» **PROBLEMA CURTO 1**
Por favor, reproduza do texto sobre as mulheres no ensino superior o trecho entre "Não só a reforma" e "separados nas aulas.", inclusive.

» **TEXTO FORNECIDO**
▼

Início Opinião Aprenda a gerir como uma mulher

Aprenda a gerir como uma mulher

144
0

Marcia Esteves Agostinho

Não só a reforma da lei, mas também das instalações permitiu a entrada das mulheres no ensino Superior ainda nos tempos do Império. A Reforma do Ensino de 1879 reconhecia o direito das mulheres de se inscreverem em cursos superiores, mas cabia às instituições fazer as adaptações necessárias para recebê-las, inclusive garantindo banheiros e lugares separados nas aulas.
100 anos depois, a presença feminina nas universidades se tornaria cada vez mais comum, com as oportunidades de trabalho se expandindo além do magistério, da enfermagem e do secretariado.
Em 1980, as mulheres já eram responsáveis por 45% dos diplomas de nível Superior. Embora ainda concentradas em atividades de pedagogia, saúde, letras e artes, elas já começavam a se aventurar pela administração e pelo direito. Logo estariam galgando postos no mundo corporativo.

▲

» **REGISTROS FORNECIDOS**

▼

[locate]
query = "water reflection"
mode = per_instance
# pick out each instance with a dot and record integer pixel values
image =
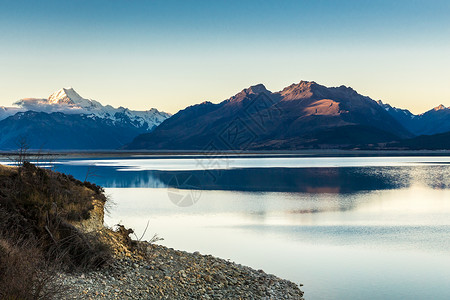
(303, 180)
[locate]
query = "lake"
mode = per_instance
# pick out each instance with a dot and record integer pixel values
(345, 227)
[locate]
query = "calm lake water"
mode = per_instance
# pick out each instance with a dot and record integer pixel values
(345, 227)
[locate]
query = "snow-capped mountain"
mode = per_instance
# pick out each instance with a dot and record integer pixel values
(434, 121)
(65, 120)
(68, 101)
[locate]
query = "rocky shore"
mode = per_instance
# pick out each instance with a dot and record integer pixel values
(165, 273)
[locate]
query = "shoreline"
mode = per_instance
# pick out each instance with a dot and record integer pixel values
(165, 273)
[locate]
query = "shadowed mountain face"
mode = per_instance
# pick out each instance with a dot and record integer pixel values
(65, 131)
(65, 120)
(304, 115)
(434, 121)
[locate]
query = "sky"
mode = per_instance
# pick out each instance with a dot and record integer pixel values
(172, 54)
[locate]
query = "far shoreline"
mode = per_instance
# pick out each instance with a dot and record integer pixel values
(68, 154)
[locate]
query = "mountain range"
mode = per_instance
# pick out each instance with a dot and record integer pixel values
(301, 116)
(305, 115)
(65, 120)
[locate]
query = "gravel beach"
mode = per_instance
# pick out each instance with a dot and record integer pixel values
(159, 272)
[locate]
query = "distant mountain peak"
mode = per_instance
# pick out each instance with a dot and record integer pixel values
(440, 107)
(65, 96)
(252, 90)
(256, 89)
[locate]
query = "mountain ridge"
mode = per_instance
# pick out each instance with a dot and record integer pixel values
(302, 115)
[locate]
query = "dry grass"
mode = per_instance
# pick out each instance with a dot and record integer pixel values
(39, 211)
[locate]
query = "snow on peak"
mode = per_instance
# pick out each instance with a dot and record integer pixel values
(68, 101)
(440, 107)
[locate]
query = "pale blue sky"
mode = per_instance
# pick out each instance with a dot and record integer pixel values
(171, 54)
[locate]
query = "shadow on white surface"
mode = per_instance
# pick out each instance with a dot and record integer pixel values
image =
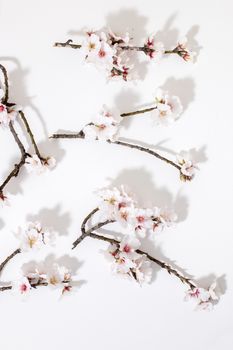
(198, 154)
(15, 186)
(170, 36)
(53, 218)
(71, 263)
(140, 182)
(183, 88)
(18, 90)
(126, 101)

▲

» **PROBLEMA CURTO 2**
Selecione todas as linhas dos registros em que aparece a palavra "snow".

» **RESPOSTA CORRETA 1**
Não só a reforma da lei, mas também das instalações permitiu a entrada das mulheres no ensino Superior ainda nos tempos do Império. A Reforma do Ensino de 1879 reconhecia o direito das mulheres de se inscreverem em cursos superiores, mas cabia às instituições fazer as adaptações necessárias para recebê-las, inclusive garantindo banheiros e lugares separados nas aulas.

» **RESPOSTA CORRETA 2**
query = "snow-capped mountain"
query = "snow on peak"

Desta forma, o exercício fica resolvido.